→ ENTRIES:
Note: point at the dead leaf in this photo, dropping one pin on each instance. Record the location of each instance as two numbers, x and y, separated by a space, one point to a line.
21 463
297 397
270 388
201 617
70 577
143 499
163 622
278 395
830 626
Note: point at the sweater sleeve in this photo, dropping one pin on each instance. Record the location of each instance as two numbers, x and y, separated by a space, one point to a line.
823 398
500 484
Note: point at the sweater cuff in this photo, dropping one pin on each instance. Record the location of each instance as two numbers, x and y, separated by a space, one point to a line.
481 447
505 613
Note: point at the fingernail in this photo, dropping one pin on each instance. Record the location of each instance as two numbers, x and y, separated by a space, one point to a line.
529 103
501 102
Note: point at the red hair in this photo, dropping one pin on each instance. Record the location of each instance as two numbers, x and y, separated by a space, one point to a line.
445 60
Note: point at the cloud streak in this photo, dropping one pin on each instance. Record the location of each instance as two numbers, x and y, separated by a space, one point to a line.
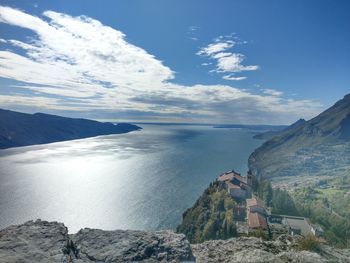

→ TASK TO COMPLETE:
Show every line of the listing above that contains the string "location". Case counts.

→ TASK RESPONSE:
Note: point at the dead leaf in this photo, dropping one pin on each instance. Record the location of each instance as two numbers, x and y, separated by a space, one point to a line.
Note: point at the sweater sleeve in this photo, dropping one pin on each instance. Record the location of each instance as two numbers, x and y, separated by a space, one point to a line.
Note: point at the sweater cuff in this photo, dropping one pin on each instance. Record the location of each instance as two numbers, x and y, separated by a space, one point to a line.
Note: point at the fingernail in this photo, dropping one pin on each instance. Record the location of each instance as two numbers, x and y, separated by a space, one point to a line.
Note: point at the red hair in this photo, dropping one pin on each instance. Record the location of each instance as two numbers, x and y, separated by a space, one point to a line.
Note: point at the cloud streak in this photo, dropping one pin on each instance. Record the location of each instance as two numbers, x and y, separated by a space, one point to a line.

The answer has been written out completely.